-- START Material --
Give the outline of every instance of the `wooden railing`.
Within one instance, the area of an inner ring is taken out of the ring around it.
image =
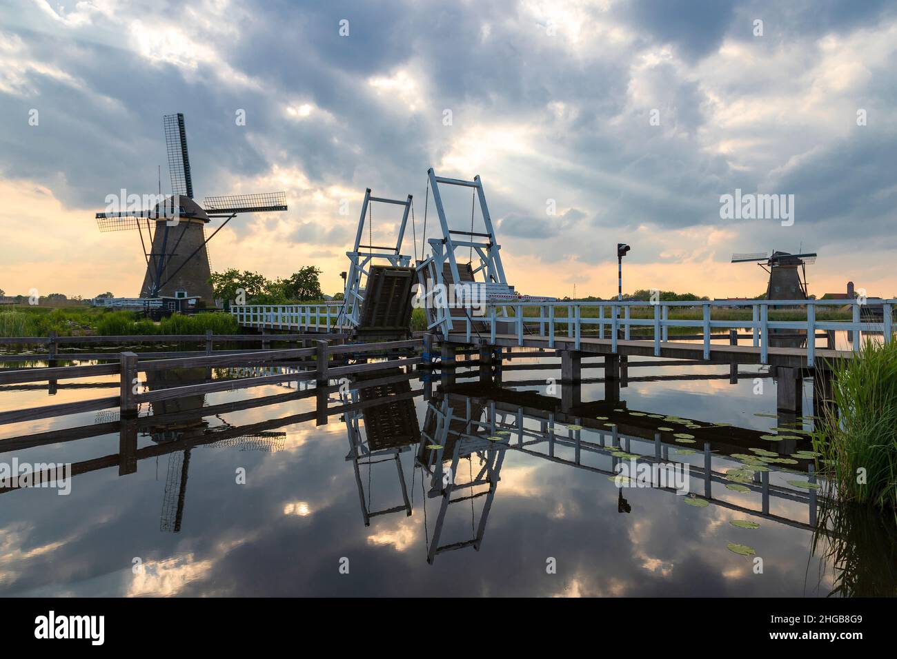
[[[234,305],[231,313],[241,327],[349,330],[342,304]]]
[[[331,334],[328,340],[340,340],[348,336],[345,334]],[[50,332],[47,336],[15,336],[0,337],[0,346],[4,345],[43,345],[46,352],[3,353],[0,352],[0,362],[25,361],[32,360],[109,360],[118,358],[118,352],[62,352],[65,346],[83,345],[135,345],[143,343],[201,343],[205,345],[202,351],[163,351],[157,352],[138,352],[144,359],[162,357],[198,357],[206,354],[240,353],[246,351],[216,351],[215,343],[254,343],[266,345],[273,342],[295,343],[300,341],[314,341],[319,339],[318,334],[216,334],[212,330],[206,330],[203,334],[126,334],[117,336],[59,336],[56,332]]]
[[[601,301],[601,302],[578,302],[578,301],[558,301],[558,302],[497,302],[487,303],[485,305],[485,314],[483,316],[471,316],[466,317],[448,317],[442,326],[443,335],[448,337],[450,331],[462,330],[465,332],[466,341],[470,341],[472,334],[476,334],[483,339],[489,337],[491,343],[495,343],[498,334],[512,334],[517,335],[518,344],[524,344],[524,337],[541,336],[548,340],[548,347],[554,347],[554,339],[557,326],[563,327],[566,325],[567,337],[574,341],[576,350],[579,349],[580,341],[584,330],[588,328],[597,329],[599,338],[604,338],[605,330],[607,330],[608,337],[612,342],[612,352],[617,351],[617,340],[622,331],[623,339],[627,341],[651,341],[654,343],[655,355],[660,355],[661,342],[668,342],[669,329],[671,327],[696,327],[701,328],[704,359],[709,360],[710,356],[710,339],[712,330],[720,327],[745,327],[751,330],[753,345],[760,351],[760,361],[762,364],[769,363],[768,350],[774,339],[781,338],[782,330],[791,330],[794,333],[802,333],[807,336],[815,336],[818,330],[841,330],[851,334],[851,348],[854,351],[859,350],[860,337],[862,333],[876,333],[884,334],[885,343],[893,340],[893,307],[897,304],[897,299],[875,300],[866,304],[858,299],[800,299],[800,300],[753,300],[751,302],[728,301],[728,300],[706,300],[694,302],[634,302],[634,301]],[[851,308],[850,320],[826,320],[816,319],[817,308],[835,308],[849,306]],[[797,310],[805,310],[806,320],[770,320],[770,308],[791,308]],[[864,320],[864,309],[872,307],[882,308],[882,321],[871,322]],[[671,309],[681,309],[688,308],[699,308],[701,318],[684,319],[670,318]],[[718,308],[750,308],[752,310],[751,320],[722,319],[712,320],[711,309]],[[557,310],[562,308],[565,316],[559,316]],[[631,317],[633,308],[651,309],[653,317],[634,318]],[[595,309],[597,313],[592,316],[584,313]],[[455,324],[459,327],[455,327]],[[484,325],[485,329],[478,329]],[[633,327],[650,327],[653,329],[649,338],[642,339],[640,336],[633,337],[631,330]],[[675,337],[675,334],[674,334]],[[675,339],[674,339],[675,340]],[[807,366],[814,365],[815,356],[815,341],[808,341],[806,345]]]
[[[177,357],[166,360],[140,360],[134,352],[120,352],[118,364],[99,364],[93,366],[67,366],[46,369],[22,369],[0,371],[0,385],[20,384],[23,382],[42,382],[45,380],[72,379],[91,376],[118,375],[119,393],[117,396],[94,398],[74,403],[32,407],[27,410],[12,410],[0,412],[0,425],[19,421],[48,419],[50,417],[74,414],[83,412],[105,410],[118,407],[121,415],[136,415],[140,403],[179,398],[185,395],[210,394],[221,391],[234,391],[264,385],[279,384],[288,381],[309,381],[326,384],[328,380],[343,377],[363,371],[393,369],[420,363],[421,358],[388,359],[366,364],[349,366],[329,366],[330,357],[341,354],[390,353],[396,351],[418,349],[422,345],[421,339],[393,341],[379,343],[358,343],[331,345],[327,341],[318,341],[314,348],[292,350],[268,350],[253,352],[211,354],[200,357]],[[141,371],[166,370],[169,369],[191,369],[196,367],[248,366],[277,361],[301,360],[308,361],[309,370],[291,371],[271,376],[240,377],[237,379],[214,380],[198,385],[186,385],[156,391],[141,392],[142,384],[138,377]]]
-- END Material --
Repeat the listing verbatim. Skip the pictures.

Give the outline of every instance of the `wooden railing`.
Within one instance, the area of an inner ring is taken out of the ring around it.
image =
[[[234,305],[231,313],[241,327],[349,330],[342,304]]]
[[[331,334],[328,340],[340,340],[348,336],[345,334]],[[50,332],[47,336],[15,336],[0,337],[0,346],[4,345],[43,345],[46,352],[3,353],[0,352],[0,362],[25,361],[32,360],[109,360],[118,358],[118,352],[62,352],[65,346],[83,345],[135,345],[143,343],[201,343],[205,345],[202,351],[163,351],[157,352],[138,352],[144,359],[162,357],[198,357],[206,354],[240,353],[246,351],[216,351],[215,343],[254,343],[266,345],[273,342],[295,343],[300,341],[314,341],[319,339],[318,334],[216,334],[212,330],[206,330],[203,334],[126,334],[117,336],[59,336],[56,332]]]
[[[601,301],[601,302],[578,302],[578,301],[558,301],[558,302],[497,302],[487,303],[485,305],[485,314],[483,316],[471,316],[466,317],[448,317],[442,326],[443,335],[448,337],[450,331],[462,330],[465,332],[466,341],[470,341],[472,334],[476,334],[483,339],[489,337],[491,343],[495,343],[498,334],[512,334],[517,335],[518,344],[524,344],[524,337],[541,336],[548,340],[548,347],[554,347],[554,339],[557,326],[563,327],[566,325],[567,337],[574,341],[576,350],[579,349],[580,341],[584,330],[588,328],[597,329],[599,338],[604,338],[605,330],[607,330],[608,337],[612,342],[612,352],[617,351],[617,340],[622,331],[623,339],[627,341],[651,341],[654,343],[655,355],[660,355],[661,342],[668,342],[669,329],[671,327],[696,327],[701,328],[704,359],[709,360],[710,356],[710,339],[712,330],[720,327],[745,327],[751,330],[753,345],[760,351],[760,361],[762,364],[769,363],[768,350],[774,339],[781,338],[782,330],[791,330],[794,333],[802,333],[807,336],[815,336],[818,330],[841,330],[851,334],[851,348],[854,351],[859,350],[860,337],[862,333],[876,333],[884,334],[885,343],[893,340],[893,307],[897,304],[897,299],[875,300],[866,304],[858,299],[800,299],[800,300],[753,300],[751,302],[728,301],[728,300],[706,300],[694,302],[634,302],[634,301]],[[851,308],[850,320],[826,320],[816,319],[817,308],[835,308],[849,306]],[[797,310],[805,310],[806,320],[770,320],[770,308],[791,308]],[[864,320],[864,309],[872,307],[882,308],[882,321],[871,322]],[[671,309],[681,309],[688,308],[699,308],[701,318],[684,319],[670,318]],[[718,308],[750,308],[752,310],[751,320],[722,319],[712,320],[711,309]],[[557,310],[562,308],[565,316],[559,316]],[[631,317],[633,308],[651,309],[653,317],[634,318]],[[595,309],[597,313],[592,316],[584,313]],[[455,324],[459,327],[455,327]],[[484,325],[485,329],[478,329]],[[633,327],[650,327],[653,329],[649,338],[642,339],[640,336],[633,337],[631,330]],[[675,337],[675,334],[674,334]],[[675,339],[674,339],[675,340]],[[807,366],[814,365],[815,356],[815,341],[808,341],[806,345]]]
[[[177,357],[166,360],[140,360],[134,352],[120,352],[118,364],[99,364],[93,366],[67,366],[46,369],[22,369],[0,371],[0,385],[20,384],[23,382],[42,382],[45,380],[72,379],[91,376],[118,375],[119,393],[117,396],[94,398],[74,403],[32,407],[27,410],[12,410],[0,412],[0,425],[19,421],[48,419],[50,417],[74,414],[83,412],[105,410],[118,407],[121,415],[136,415],[140,403],[179,398],[185,395],[210,394],[221,391],[234,391],[264,385],[279,384],[288,381],[309,381],[326,384],[328,380],[343,377],[363,371],[393,369],[420,363],[421,358],[388,359],[366,364],[349,366],[329,366],[330,357],[341,354],[390,353],[396,351],[418,349],[422,345],[421,339],[393,341],[379,343],[358,343],[331,345],[327,341],[318,341],[314,348],[292,350],[268,350],[253,352],[211,354],[200,357]],[[141,371],[166,370],[169,369],[191,369],[196,367],[248,366],[277,361],[301,360],[308,361],[309,370],[291,371],[271,376],[240,377],[237,379],[214,380],[198,385],[186,385],[156,391],[141,392],[142,384],[138,377]]]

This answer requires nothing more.